## WHAT YOU WILL DO
Please repeat the blog post word for word, everything from "There is a lot" down to "a good thing.".

** PAGE TEXT follows **

Monday, April 10, 2006

sometimes you have to edit out the most personal to get your stuff out there and saved on your blog.

Dave Matthews Band
"Where Are You Going"

Where are you going
With your long face pulling down, don’t hide away
Like an ocean that you can’t see but you can smell
And the sound of the waves crash down

I am no superman
I have no reasons for you
And I am no hero, oh, that’s for sure
But I do know one thing
Where you are is where I belong
I do know where you go
Is where I want to be

Where are you going?
Where do you go?

Are you looking for answers to questions under the stars?
If along the way
You are grown weary you can rest with me until
A brighter day and you’re ok

I am no superman
I have no answers for you
I am no hero, oh that’s for sure
But I do know one thing
Where you are is where I belong
I do know where you go is where I want to be

Where are you going?
Where do you go?

Where do you go?
Where are you going?

Where do you go?
I am no superman, I have no answers for you
I am no hero, oh, that’s for sure
But I do know one thing
Where you are is where I belong

I do know where you go
Is where I want to be.

Where are you going?
Where do you go?
Where are you going?
Where?

Let’s go.

There is a lot of wisdom to this song, as there is in many of D.M.'s lyrics.

Tonight, or rather last night as this is now Sat. early morning, I fell asleep watching Memoirs of a Geisha, and now am wide awake. Once again, I'll have to watch a dvd for a second time to get through it all... but, at least I know it is a good movie from the beginning and ending that I did view.... anyway, I am now awake and that is not a good thing.

I have been teaching a class in rediscovering your creativity, and releasing the blocks that we place on ourselves. As expected, serendipity and sychronicity are heightened when you begin some work like this, and tonight is no exception. I checked the unbearably cute www.weewonderfuls.com site (of which I am addicted) and chased tags to a flikr site photo of a cardinal that was stunning... again, stumbled to the blog owner of the photo and read a post he had mentioned this song. http://www.andrewmoney.com

The first time I heard this song~ and as with Dave's songs the whisper quality when in a car alone can really resonate with me~ I was alone in the car driving back from WalMart on 4th Street. The lyrics, the lines:
"Where are you going
With your long face pulling down, don’t hide away
Like an ocean that you can’t see but you can smell
And the sound of the waves crash down"

** End of PAGE TEXT **
** SUPPLIED ENTRIES follows **

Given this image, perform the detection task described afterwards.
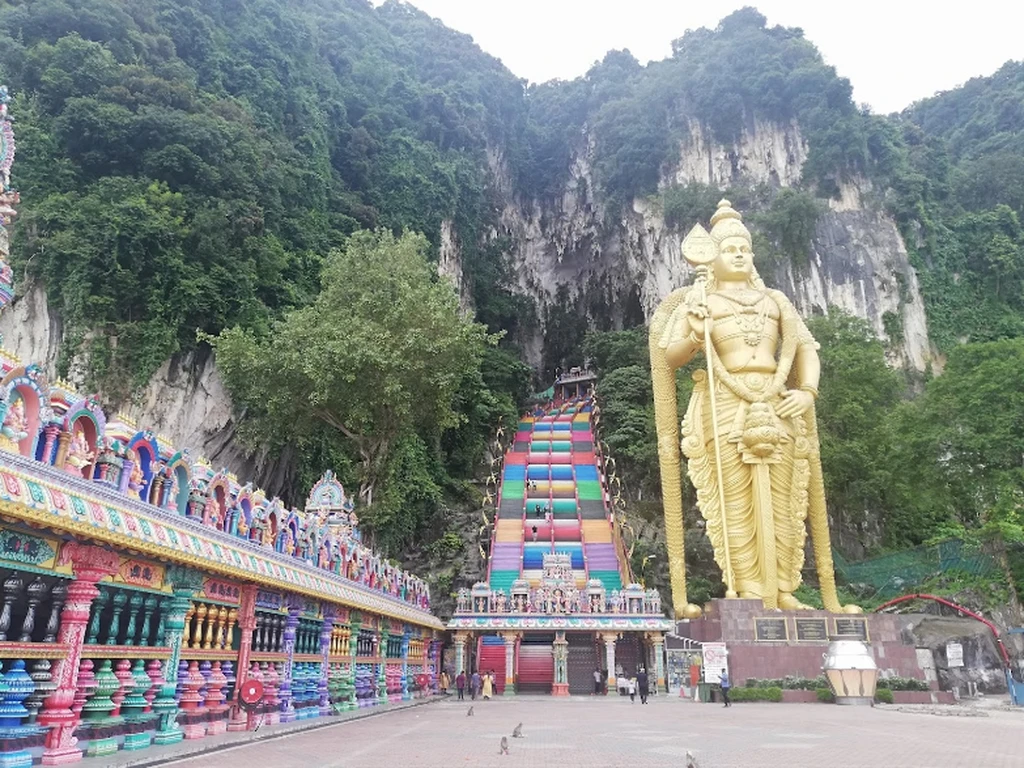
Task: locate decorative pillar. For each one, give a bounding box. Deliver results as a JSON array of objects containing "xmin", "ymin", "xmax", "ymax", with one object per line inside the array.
[
  {"xmin": 424, "ymin": 640, "xmax": 443, "ymax": 694},
  {"xmin": 43, "ymin": 422, "xmax": 60, "ymax": 464},
  {"xmin": 278, "ymin": 596, "xmax": 302, "ymax": 723},
  {"xmin": 552, "ymin": 632, "xmax": 569, "ymax": 696},
  {"xmin": 601, "ymin": 632, "xmax": 618, "ymax": 692},
  {"xmin": 38, "ymin": 542, "xmax": 120, "ymax": 765},
  {"xmin": 455, "ymin": 632, "xmax": 473, "ymax": 677},
  {"xmin": 224, "ymin": 584, "xmax": 256, "ymax": 731},
  {"xmin": 401, "ymin": 624, "xmax": 413, "ymax": 701},
  {"xmin": 345, "ymin": 610, "xmax": 362, "ymax": 710},
  {"xmin": 377, "ymin": 616, "xmax": 391, "ymax": 703},
  {"xmin": 502, "ymin": 632, "xmax": 518, "ymax": 696},
  {"xmin": 316, "ymin": 605, "xmax": 334, "ymax": 717},
  {"xmin": 153, "ymin": 565, "xmax": 203, "ymax": 744},
  {"xmin": 648, "ymin": 632, "xmax": 665, "ymax": 693}
]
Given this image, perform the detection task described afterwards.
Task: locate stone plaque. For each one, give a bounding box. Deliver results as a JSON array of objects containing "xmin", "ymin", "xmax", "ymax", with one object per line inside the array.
[
  {"xmin": 794, "ymin": 618, "xmax": 828, "ymax": 643},
  {"xmin": 754, "ymin": 616, "xmax": 790, "ymax": 643},
  {"xmin": 833, "ymin": 616, "xmax": 868, "ymax": 640}
]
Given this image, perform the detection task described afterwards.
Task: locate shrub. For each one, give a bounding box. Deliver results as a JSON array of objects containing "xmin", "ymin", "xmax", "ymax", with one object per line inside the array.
[
  {"xmin": 744, "ymin": 675, "xmax": 828, "ymax": 690},
  {"xmin": 878, "ymin": 675, "xmax": 929, "ymax": 690},
  {"xmin": 729, "ymin": 686, "xmax": 782, "ymax": 701}
]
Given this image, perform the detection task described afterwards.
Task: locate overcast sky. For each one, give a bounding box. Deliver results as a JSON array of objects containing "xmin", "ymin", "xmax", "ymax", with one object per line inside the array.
[{"xmin": 389, "ymin": 0, "xmax": 1024, "ymax": 113}]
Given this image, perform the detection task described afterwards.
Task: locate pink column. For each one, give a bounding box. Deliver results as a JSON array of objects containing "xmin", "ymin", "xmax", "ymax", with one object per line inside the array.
[
  {"xmin": 227, "ymin": 584, "xmax": 256, "ymax": 731},
  {"xmin": 39, "ymin": 542, "xmax": 119, "ymax": 765}
]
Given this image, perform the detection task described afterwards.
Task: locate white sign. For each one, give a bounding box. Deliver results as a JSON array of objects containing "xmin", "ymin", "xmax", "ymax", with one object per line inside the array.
[
  {"xmin": 946, "ymin": 643, "xmax": 964, "ymax": 667},
  {"xmin": 700, "ymin": 643, "xmax": 729, "ymax": 683}
]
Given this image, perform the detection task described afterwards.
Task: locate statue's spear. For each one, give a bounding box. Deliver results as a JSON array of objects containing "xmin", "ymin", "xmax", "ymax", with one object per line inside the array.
[{"xmin": 683, "ymin": 224, "xmax": 736, "ymax": 597}]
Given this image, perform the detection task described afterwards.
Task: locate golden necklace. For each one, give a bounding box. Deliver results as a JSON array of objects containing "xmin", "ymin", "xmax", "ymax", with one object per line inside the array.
[{"xmin": 719, "ymin": 291, "xmax": 768, "ymax": 347}]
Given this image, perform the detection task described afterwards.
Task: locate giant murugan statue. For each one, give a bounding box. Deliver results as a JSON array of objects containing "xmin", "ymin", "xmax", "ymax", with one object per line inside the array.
[{"xmin": 650, "ymin": 200, "xmax": 859, "ymax": 618}]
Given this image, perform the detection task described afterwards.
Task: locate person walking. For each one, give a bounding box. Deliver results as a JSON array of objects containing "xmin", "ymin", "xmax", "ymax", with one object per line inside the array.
[
  {"xmin": 718, "ymin": 670, "xmax": 732, "ymax": 707},
  {"xmin": 469, "ymin": 670, "xmax": 480, "ymax": 701},
  {"xmin": 637, "ymin": 667, "xmax": 650, "ymax": 703},
  {"xmin": 455, "ymin": 670, "xmax": 466, "ymax": 701}
]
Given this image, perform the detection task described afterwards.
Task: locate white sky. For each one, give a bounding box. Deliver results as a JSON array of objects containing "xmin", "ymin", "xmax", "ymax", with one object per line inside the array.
[{"xmin": 389, "ymin": 0, "xmax": 1024, "ymax": 113}]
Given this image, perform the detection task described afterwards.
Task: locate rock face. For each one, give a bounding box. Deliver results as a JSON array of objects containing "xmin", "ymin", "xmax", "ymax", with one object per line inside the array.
[
  {"xmin": 0, "ymin": 285, "xmax": 301, "ymax": 499},
  {"xmin": 0, "ymin": 115, "xmax": 931, "ymax": 495},
  {"xmin": 900, "ymin": 613, "xmax": 1007, "ymax": 695},
  {"xmin": 488, "ymin": 122, "xmax": 931, "ymax": 371}
]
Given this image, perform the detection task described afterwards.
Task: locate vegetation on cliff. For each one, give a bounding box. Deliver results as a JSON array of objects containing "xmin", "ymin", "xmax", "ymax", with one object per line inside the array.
[{"xmin": 0, "ymin": 0, "xmax": 1024, "ymax": 593}]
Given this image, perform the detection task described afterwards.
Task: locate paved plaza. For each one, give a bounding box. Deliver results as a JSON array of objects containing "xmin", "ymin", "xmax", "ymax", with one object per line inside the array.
[{"xmin": 132, "ymin": 696, "xmax": 1024, "ymax": 768}]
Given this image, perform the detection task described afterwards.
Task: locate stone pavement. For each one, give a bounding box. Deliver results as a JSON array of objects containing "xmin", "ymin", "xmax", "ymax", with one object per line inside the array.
[{"xmin": 92, "ymin": 696, "xmax": 1024, "ymax": 768}]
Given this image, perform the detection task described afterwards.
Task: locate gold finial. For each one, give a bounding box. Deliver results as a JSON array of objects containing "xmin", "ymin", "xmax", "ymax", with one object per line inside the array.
[{"xmin": 711, "ymin": 198, "xmax": 751, "ymax": 243}]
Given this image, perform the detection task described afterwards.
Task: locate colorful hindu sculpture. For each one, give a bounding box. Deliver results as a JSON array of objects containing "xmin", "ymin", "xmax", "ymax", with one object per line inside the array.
[
  {"xmin": 650, "ymin": 200, "xmax": 859, "ymax": 617},
  {"xmin": 65, "ymin": 429, "xmax": 95, "ymax": 477},
  {"xmin": 0, "ymin": 89, "xmax": 442, "ymax": 768},
  {"xmin": 0, "ymin": 397, "xmax": 29, "ymax": 452}
]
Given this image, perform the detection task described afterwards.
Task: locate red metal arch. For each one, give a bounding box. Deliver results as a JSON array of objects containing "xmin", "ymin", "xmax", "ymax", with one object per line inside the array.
[{"xmin": 874, "ymin": 593, "xmax": 1010, "ymax": 667}]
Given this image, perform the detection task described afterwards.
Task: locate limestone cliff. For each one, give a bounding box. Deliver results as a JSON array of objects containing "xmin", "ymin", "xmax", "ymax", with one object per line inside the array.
[
  {"xmin": 483, "ymin": 122, "xmax": 931, "ymax": 371},
  {"xmin": 0, "ymin": 284, "xmax": 301, "ymax": 498},
  {"xmin": 0, "ymin": 117, "xmax": 931, "ymax": 494}
]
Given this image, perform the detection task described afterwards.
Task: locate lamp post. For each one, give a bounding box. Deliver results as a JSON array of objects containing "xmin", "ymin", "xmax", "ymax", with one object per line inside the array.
[{"xmin": 640, "ymin": 555, "xmax": 657, "ymax": 589}]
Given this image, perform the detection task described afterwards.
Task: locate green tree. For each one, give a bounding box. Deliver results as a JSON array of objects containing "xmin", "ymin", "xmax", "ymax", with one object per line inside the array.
[
  {"xmin": 807, "ymin": 307, "xmax": 905, "ymax": 553},
  {"xmin": 210, "ymin": 231, "xmax": 488, "ymax": 504}
]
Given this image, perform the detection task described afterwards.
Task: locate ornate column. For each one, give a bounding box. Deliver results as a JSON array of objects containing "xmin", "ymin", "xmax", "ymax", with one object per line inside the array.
[
  {"xmin": 552, "ymin": 632, "xmax": 569, "ymax": 696},
  {"xmin": 601, "ymin": 632, "xmax": 618, "ymax": 691},
  {"xmin": 316, "ymin": 605, "xmax": 334, "ymax": 717},
  {"xmin": 38, "ymin": 542, "xmax": 120, "ymax": 765},
  {"xmin": 401, "ymin": 625, "xmax": 413, "ymax": 701},
  {"xmin": 430, "ymin": 640, "xmax": 444, "ymax": 694},
  {"xmin": 278, "ymin": 596, "xmax": 302, "ymax": 723},
  {"xmin": 224, "ymin": 584, "xmax": 256, "ymax": 731},
  {"xmin": 502, "ymin": 632, "xmax": 520, "ymax": 696},
  {"xmin": 377, "ymin": 616, "xmax": 391, "ymax": 703},
  {"xmin": 345, "ymin": 610, "xmax": 362, "ymax": 710},
  {"xmin": 153, "ymin": 565, "xmax": 203, "ymax": 744},
  {"xmin": 647, "ymin": 632, "xmax": 665, "ymax": 693},
  {"xmin": 455, "ymin": 632, "xmax": 473, "ymax": 677},
  {"xmin": 43, "ymin": 422, "xmax": 60, "ymax": 464}
]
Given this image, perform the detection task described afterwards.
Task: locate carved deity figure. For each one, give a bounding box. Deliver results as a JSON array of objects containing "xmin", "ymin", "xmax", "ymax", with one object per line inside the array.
[
  {"xmin": 650, "ymin": 200, "xmax": 859, "ymax": 616},
  {"xmin": 125, "ymin": 451, "xmax": 145, "ymax": 494},
  {"xmin": 0, "ymin": 397, "xmax": 29, "ymax": 453},
  {"xmin": 65, "ymin": 429, "xmax": 95, "ymax": 476}
]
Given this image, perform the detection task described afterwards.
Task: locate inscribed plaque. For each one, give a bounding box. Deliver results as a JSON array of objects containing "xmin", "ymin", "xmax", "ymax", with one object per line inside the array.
[{"xmin": 754, "ymin": 617, "xmax": 790, "ymax": 642}]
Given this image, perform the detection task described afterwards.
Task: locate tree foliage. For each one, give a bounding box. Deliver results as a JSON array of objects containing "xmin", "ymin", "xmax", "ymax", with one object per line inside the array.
[{"xmin": 209, "ymin": 230, "xmax": 491, "ymax": 543}]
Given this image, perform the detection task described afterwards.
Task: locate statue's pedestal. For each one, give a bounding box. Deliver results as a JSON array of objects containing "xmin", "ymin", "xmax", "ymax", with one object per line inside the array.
[{"xmin": 677, "ymin": 599, "xmax": 925, "ymax": 686}]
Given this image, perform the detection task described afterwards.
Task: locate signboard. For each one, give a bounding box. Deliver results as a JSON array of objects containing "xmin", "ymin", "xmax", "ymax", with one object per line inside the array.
[
  {"xmin": 833, "ymin": 617, "xmax": 867, "ymax": 640},
  {"xmin": 946, "ymin": 643, "xmax": 964, "ymax": 667},
  {"xmin": 754, "ymin": 617, "xmax": 790, "ymax": 643},
  {"xmin": 700, "ymin": 643, "xmax": 729, "ymax": 683},
  {"xmin": 794, "ymin": 618, "xmax": 828, "ymax": 643}
]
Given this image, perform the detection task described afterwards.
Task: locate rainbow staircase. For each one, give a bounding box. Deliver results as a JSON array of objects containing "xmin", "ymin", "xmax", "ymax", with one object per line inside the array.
[{"xmin": 488, "ymin": 398, "xmax": 628, "ymax": 594}]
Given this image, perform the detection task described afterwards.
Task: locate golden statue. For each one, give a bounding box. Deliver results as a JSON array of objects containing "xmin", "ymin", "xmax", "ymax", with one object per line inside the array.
[{"xmin": 650, "ymin": 200, "xmax": 860, "ymax": 617}]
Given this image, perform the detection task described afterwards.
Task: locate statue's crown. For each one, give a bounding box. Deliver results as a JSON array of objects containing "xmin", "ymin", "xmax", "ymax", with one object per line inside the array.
[{"xmin": 711, "ymin": 199, "xmax": 751, "ymax": 243}]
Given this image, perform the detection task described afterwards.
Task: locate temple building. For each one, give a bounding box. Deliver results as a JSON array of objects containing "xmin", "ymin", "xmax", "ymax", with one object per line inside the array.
[{"xmin": 444, "ymin": 385, "xmax": 673, "ymax": 695}]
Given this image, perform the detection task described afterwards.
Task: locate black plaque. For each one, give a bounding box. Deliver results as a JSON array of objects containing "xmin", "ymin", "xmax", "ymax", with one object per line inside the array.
[
  {"xmin": 754, "ymin": 617, "xmax": 790, "ymax": 643},
  {"xmin": 794, "ymin": 618, "xmax": 828, "ymax": 643},
  {"xmin": 833, "ymin": 616, "xmax": 867, "ymax": 640}
]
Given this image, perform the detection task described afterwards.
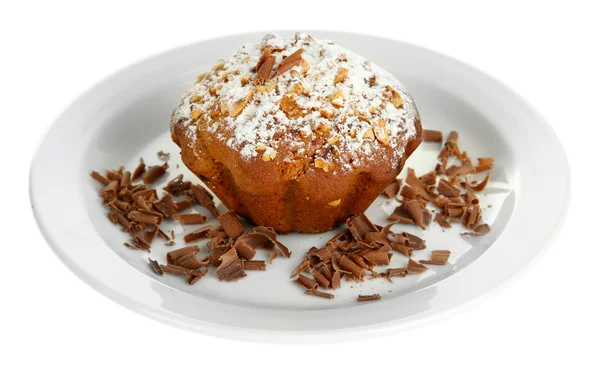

** End of SUPPLIED ENTRIES **

## FINISHED EXERCISE
There is a lot of wisdom to this song, as there is in many of D.M.'s lyrics.

Tonight, or rather last night as this is now Sat. early morning, I fell asleep watching Memoirs of a Geisha, and now am wide awake. Once again, I'll have to watch a dvd for a second time to get through it all... but, at least I know it is a good movie from the beginning and ending that I did view.... anyway, I am now awake and that is not a good thing.